Task objective –
The required answer is the count of lines in the records that contain "below", with no other text.

Data for this task –

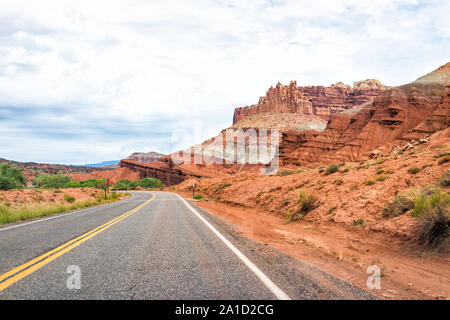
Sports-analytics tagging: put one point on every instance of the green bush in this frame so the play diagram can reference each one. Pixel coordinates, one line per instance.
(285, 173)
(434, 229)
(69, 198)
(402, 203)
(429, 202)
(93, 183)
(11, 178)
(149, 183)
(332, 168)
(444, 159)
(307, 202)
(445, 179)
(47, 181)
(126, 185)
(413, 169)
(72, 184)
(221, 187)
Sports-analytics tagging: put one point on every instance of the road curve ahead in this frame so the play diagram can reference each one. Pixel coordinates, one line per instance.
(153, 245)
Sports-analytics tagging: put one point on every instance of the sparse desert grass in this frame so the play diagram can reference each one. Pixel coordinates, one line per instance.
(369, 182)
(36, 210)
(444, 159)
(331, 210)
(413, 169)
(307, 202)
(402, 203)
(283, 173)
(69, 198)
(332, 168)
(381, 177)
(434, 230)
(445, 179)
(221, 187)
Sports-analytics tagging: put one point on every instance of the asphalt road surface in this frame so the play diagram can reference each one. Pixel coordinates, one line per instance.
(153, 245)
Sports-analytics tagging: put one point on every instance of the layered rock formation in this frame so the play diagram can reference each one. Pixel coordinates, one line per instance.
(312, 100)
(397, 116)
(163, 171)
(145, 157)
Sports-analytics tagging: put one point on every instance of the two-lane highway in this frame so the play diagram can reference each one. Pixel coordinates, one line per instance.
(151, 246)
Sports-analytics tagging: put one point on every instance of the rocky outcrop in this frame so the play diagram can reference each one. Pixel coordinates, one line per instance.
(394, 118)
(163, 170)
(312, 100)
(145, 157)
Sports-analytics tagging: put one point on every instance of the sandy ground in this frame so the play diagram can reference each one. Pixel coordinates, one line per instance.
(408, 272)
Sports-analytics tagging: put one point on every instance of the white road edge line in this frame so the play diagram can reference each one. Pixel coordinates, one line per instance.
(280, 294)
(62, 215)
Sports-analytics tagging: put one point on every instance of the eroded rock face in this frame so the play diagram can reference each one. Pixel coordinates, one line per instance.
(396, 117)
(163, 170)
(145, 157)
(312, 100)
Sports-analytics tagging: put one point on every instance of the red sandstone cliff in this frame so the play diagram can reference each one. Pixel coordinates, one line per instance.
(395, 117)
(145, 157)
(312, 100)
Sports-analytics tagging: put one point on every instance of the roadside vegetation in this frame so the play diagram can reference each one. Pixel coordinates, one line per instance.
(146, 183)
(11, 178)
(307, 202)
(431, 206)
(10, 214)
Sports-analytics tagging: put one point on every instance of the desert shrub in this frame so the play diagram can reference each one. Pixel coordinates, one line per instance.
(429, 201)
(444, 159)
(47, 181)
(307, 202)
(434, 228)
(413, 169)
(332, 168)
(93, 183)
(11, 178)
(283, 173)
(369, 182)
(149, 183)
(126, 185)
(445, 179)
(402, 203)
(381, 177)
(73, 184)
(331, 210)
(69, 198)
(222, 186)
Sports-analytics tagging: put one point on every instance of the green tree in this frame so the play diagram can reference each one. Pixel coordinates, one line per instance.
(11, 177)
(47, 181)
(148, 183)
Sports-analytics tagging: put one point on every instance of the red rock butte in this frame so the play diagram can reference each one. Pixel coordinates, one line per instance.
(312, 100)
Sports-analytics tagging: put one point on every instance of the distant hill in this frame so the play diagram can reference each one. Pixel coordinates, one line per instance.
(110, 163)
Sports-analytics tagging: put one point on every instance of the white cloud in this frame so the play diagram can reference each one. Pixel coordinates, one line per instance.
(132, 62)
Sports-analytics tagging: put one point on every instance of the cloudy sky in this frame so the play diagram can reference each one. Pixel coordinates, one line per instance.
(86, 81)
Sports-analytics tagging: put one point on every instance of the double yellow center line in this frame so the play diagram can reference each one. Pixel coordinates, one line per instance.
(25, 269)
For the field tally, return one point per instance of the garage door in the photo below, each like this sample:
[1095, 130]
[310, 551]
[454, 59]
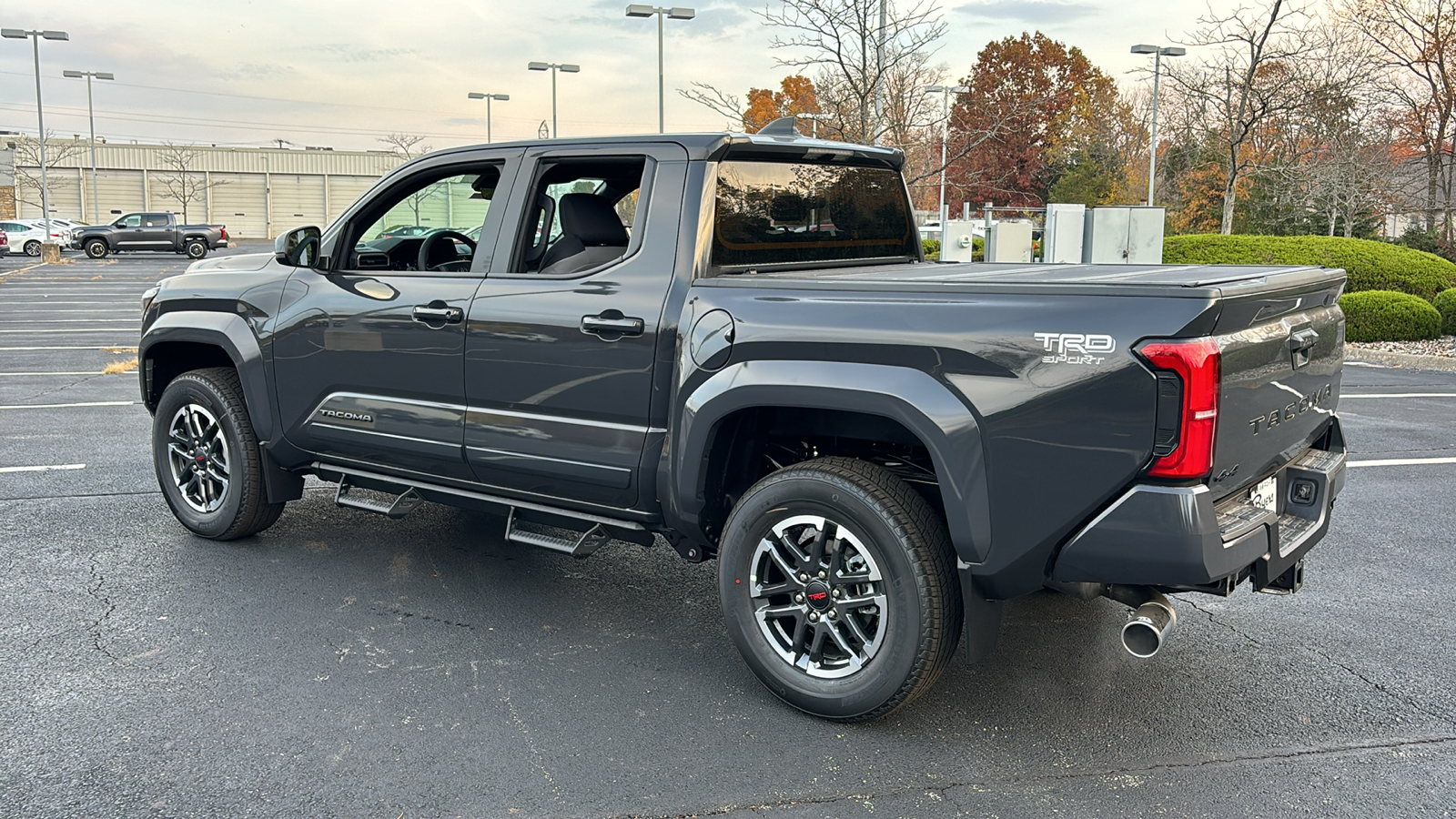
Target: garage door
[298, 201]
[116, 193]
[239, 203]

==

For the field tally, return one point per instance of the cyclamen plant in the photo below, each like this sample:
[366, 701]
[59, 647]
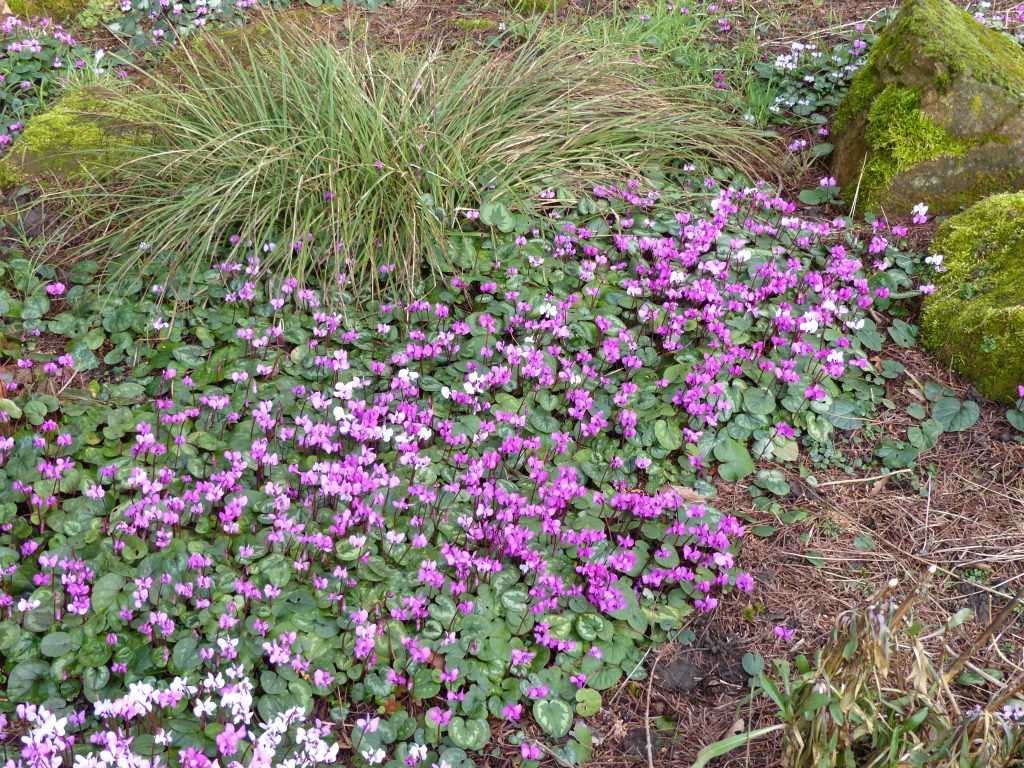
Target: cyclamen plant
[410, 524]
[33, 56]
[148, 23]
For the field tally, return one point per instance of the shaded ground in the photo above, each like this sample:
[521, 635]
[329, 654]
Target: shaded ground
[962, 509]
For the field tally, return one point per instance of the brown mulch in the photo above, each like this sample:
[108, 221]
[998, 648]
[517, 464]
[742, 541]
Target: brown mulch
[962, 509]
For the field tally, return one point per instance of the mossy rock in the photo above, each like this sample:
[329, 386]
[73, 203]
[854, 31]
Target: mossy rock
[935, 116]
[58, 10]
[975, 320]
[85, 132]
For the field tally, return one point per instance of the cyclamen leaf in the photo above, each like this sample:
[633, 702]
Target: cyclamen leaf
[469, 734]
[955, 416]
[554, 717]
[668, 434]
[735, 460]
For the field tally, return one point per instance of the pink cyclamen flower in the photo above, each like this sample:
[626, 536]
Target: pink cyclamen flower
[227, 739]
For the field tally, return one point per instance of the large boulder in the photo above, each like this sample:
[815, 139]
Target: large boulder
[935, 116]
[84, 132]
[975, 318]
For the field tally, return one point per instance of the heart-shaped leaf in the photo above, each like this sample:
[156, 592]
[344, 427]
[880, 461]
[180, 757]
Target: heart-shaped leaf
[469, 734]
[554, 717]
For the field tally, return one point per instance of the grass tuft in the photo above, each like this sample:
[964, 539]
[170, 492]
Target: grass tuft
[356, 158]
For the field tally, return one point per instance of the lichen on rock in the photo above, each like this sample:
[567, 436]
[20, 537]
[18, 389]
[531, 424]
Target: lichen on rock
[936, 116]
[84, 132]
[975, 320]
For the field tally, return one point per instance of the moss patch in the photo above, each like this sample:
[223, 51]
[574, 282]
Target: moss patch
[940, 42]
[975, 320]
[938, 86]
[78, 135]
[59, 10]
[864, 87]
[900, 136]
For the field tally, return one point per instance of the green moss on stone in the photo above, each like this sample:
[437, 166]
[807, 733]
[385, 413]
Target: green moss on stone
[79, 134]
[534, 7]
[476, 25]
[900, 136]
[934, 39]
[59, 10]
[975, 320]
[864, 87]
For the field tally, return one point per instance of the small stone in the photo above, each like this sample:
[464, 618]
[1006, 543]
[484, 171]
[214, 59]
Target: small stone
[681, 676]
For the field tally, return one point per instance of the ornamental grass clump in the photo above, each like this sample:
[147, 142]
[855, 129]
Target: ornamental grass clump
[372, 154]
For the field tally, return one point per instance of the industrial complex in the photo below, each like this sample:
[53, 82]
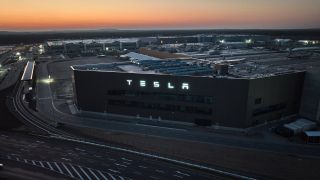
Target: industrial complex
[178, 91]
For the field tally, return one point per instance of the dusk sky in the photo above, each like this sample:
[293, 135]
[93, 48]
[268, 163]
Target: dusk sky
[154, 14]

==

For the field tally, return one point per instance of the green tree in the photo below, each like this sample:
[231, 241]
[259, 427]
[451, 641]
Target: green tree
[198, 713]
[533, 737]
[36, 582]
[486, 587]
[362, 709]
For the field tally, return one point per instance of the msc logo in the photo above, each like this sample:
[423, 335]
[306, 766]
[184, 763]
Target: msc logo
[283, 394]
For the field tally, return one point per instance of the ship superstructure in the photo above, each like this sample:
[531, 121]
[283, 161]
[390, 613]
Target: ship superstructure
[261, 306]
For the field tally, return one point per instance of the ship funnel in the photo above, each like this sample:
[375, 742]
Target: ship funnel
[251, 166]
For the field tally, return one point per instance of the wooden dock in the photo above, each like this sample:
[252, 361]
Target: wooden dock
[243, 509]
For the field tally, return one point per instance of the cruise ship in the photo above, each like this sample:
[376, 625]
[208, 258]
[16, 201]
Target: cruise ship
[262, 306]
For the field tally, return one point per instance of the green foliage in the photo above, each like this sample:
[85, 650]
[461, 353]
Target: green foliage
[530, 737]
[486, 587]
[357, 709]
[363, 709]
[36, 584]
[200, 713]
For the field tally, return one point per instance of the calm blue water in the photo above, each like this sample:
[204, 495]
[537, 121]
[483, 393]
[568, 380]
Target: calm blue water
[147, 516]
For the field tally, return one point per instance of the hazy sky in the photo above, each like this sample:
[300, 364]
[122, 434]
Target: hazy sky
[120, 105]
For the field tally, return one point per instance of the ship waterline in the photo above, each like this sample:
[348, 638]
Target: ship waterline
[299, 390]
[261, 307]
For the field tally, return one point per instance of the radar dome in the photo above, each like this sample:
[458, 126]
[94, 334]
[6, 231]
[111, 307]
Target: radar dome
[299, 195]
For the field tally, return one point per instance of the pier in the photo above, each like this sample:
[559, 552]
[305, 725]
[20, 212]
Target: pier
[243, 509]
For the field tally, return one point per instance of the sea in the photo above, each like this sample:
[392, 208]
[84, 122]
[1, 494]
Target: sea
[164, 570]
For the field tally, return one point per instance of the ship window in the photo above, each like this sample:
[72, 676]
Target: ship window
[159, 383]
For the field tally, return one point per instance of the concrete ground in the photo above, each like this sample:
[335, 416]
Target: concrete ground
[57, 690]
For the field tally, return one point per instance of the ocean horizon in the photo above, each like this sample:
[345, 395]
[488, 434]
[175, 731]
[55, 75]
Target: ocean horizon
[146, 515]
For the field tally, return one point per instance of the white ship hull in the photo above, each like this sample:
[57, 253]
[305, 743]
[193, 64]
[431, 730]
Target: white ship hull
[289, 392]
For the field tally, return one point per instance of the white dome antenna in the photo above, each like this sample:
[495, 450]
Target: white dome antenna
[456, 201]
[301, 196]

Exercise answer –
4